> QUOTED PASSAGE

=-=-=

HOUSTON -- A Houston hospital announced Friday that it has reactivated its renowned heart transplant program after a two-week suspension of all medical procedures following the deaths this year of several patients. Baylor St. Luke's Medical Center's decision to temporarily halt its program came after a series of joint reports by the Houston Chronicle and ProPublica revealing the departure of several top physicians and an unusually high number of patient deaths in recent years.
In a statement, the hospital said a review of two recent patient deaths didn't identify systemic problems with the program.
"We are confident that the program is ready to move forward and to serve the critically ill patients and their families who have placed their trust in us," Doug Lawson, CEO of Catholic Health Initiatives Texas Division, which owns St. Luke's, said in a video posted by the hospital.
The hospital said it has made several changes, including reorganizing the transplant surgery team and expanding the role of Dr. Gabriel Loor, who is co-chief of adult cardiac surgery and surgical director of the lung transplant program.

=-=-=

> RAW DATA
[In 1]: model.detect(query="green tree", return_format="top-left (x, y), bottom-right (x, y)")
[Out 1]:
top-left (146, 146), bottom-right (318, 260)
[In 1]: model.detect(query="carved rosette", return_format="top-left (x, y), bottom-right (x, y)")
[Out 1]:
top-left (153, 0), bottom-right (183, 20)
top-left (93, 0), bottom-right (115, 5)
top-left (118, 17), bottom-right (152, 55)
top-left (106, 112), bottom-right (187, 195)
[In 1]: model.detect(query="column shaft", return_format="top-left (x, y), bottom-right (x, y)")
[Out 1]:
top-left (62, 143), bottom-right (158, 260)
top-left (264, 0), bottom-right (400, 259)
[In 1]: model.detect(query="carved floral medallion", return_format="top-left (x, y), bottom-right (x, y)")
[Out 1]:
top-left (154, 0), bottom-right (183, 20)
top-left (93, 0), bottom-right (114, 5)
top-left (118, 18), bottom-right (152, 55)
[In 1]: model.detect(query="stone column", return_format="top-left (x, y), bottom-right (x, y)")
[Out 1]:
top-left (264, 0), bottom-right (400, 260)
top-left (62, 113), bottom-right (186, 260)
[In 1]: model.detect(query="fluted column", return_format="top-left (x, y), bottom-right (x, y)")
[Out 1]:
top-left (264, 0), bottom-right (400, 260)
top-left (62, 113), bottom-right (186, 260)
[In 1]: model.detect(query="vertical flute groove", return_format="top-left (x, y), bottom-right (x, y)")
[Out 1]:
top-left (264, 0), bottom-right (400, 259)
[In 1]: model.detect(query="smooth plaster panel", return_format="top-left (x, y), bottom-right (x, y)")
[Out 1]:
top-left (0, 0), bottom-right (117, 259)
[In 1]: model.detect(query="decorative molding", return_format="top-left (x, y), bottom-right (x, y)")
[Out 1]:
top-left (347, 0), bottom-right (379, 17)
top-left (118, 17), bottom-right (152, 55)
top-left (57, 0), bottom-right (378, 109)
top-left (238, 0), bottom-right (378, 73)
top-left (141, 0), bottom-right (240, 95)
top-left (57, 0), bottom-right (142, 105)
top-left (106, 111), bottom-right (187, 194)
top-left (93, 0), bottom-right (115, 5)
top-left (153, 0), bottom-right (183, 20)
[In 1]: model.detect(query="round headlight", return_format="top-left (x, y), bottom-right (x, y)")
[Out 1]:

=-=-=

> ABOUT THIS TASK
Reproduce the news article about the Houston heart transplant program word for word.

> REPLY
HOUSTON -- A Houston hospital announced Friday that it has reactivated its renowned heart transplant program after a two-week suspension of all medical procedures following the deaths this year of several patients. Baylor St. Luke's Medical Center's decision to temporarily halt its program came after a series of joint reports by the Houston Chronicle and ProPublica revealing the departure of several top physicians and an unusually high number of patient deaths in recent years.
In a statement, the hospital said a review of two recent patient deaths didn't identify systemic problems with the program.
"We are confident that the program is ready to move forward and to serve the critically ill patients and their families who have placed their trust in us," Doug Lawson, CEO of Catholic Health Initiatives Texas Division, which owns St. Luke's, said in a video posted by the hospital.
The hospital said it has made several changes, including reorganizing the transplant surgery team and expanding the role of Dr. Gabriel Loor, who is co-chief of adult cardiac surgery and surgical director of the lung transplant program.